■ INSTRUCTION
Filter the rows below, keeping every line that contains the string "vent". Matching is case-sensitive.

(Entries from a collection)
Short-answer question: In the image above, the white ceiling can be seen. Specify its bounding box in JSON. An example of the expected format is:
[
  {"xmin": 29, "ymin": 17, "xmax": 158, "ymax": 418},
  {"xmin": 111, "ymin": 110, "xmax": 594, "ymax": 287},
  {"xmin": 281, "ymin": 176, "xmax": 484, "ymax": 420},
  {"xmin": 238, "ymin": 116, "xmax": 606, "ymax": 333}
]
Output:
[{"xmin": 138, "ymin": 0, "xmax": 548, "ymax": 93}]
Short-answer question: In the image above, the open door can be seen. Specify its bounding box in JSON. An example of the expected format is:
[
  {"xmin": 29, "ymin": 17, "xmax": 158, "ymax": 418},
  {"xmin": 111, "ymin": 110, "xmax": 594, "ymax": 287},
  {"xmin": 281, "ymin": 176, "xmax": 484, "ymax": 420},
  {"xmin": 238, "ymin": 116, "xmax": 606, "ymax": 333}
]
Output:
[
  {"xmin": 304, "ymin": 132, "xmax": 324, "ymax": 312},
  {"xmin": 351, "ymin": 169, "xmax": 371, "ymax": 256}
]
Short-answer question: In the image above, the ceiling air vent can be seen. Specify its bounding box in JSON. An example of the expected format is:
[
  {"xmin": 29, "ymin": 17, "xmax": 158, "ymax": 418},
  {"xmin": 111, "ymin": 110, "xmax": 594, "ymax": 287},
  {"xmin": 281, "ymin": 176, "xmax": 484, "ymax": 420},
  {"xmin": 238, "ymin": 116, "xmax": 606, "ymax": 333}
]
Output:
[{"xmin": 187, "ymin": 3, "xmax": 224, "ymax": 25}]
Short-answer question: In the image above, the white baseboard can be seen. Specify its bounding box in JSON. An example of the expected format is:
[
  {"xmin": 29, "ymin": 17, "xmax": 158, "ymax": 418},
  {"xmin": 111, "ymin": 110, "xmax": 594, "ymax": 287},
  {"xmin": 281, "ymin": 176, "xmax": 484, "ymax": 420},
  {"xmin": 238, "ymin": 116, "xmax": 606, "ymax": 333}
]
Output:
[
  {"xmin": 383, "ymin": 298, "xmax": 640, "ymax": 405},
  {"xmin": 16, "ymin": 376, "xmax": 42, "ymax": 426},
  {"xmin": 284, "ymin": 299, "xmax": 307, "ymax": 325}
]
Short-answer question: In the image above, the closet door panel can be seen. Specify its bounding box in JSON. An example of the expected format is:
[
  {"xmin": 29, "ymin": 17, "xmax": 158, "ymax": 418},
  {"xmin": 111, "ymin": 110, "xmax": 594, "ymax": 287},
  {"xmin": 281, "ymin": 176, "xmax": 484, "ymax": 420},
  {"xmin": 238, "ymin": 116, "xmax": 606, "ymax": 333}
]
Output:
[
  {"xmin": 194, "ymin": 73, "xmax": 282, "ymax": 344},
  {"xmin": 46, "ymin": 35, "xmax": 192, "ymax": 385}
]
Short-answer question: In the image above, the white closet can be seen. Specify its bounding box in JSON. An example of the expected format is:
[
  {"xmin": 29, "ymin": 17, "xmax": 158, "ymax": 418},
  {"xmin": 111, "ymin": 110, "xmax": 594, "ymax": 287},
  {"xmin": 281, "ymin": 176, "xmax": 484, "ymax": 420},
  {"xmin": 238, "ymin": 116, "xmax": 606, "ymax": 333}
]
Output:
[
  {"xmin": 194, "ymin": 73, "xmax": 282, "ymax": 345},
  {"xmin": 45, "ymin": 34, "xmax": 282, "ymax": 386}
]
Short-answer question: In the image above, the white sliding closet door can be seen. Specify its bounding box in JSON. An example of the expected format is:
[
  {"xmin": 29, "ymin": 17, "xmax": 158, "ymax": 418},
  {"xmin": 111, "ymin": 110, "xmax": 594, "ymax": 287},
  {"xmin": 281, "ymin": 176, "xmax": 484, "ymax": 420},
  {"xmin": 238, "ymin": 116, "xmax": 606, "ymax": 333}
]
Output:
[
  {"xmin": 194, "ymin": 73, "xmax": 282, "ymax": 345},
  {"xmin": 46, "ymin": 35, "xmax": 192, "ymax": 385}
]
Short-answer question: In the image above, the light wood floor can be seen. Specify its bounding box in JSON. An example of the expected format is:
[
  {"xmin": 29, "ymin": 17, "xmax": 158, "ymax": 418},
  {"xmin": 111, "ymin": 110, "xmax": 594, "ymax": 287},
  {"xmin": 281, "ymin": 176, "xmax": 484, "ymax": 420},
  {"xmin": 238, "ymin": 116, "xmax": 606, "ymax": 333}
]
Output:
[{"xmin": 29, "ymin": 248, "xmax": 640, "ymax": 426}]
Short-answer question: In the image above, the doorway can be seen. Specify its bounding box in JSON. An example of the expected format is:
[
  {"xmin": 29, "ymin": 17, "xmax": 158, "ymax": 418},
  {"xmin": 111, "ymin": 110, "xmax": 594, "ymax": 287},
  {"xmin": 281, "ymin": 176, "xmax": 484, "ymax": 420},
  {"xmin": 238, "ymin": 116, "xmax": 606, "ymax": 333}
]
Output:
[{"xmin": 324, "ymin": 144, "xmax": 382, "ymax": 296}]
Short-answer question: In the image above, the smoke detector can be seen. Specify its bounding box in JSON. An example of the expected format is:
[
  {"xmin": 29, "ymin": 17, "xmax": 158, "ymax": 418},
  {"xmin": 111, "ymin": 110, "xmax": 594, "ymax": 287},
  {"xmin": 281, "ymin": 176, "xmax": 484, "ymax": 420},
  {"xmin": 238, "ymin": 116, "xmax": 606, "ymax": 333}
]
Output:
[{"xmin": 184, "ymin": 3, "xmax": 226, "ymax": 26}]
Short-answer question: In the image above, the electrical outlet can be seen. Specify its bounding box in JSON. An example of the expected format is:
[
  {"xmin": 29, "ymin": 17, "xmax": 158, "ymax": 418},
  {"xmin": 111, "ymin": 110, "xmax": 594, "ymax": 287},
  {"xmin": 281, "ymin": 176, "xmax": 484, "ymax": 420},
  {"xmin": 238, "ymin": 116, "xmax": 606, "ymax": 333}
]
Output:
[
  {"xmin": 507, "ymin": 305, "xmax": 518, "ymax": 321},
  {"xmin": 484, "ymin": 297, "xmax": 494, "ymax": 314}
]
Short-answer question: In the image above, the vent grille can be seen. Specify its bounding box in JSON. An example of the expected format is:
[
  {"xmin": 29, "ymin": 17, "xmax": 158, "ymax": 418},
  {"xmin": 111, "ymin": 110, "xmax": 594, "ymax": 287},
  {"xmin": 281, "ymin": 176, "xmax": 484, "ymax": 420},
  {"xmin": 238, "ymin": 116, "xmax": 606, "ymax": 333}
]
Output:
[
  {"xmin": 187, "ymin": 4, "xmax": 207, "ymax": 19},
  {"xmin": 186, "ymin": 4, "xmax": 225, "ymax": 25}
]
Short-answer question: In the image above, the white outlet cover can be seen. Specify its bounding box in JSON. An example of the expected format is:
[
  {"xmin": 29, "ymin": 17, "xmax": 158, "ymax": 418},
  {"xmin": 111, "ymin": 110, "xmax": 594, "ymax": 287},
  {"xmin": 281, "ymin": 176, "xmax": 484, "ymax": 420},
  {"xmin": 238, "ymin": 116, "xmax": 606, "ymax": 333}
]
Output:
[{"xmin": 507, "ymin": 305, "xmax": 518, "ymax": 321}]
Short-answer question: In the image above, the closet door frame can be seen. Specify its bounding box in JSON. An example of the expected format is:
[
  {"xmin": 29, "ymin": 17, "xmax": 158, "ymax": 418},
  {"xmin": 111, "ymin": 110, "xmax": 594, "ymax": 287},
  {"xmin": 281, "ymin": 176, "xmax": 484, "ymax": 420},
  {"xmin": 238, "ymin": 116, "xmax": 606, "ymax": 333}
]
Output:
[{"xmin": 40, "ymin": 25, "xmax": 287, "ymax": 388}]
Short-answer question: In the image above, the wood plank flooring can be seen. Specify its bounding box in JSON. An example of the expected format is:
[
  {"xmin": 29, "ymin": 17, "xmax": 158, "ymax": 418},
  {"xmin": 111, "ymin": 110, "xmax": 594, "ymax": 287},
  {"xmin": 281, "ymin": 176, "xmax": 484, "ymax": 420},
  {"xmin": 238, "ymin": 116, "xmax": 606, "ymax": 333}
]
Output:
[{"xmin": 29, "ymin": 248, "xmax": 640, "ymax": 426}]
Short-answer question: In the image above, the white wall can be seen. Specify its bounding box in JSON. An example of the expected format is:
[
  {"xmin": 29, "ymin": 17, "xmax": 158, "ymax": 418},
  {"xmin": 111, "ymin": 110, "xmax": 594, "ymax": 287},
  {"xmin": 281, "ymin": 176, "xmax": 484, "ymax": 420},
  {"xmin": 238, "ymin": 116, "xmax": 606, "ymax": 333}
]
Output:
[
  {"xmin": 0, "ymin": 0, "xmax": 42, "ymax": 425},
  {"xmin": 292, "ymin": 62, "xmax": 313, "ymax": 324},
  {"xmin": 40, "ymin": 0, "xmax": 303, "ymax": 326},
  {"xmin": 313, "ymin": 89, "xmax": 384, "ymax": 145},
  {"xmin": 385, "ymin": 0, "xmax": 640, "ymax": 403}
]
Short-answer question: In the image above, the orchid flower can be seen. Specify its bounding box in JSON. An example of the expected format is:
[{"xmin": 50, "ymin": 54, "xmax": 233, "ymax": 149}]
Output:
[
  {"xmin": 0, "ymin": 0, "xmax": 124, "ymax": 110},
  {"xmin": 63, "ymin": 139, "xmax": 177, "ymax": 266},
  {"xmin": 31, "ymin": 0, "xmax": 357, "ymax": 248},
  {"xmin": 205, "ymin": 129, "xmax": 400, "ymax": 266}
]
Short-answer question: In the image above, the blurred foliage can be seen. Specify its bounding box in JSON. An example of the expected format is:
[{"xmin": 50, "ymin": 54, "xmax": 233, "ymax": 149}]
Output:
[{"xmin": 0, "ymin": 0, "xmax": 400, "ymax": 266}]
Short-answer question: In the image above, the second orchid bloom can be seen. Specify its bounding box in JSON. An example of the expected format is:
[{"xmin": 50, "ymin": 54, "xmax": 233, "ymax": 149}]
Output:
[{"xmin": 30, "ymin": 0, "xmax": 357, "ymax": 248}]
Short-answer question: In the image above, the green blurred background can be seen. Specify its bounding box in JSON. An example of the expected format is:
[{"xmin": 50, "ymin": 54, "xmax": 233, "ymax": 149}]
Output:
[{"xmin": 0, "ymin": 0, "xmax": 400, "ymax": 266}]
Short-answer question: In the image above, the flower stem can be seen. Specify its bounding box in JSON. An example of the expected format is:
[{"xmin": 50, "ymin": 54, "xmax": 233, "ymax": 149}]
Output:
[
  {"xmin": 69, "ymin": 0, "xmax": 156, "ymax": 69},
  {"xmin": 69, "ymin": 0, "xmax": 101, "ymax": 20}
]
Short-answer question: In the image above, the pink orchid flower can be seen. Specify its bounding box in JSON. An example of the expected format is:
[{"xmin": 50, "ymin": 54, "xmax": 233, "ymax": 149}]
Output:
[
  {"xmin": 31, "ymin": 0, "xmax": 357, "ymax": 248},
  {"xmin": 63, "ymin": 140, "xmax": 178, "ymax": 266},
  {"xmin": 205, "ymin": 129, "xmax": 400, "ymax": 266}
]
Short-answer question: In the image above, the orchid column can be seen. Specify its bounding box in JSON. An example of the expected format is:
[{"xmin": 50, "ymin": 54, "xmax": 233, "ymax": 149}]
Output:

■ PROBLEM SOLUTION
Short-answer question: In the image above, the ceiling air vent can be seen. Specify its bounding box in JSON. An example of the expected format is:
Short-answer question: In the image above, the vent grille can be seen. Specify its bounding box in JSON. An example of the expected format is:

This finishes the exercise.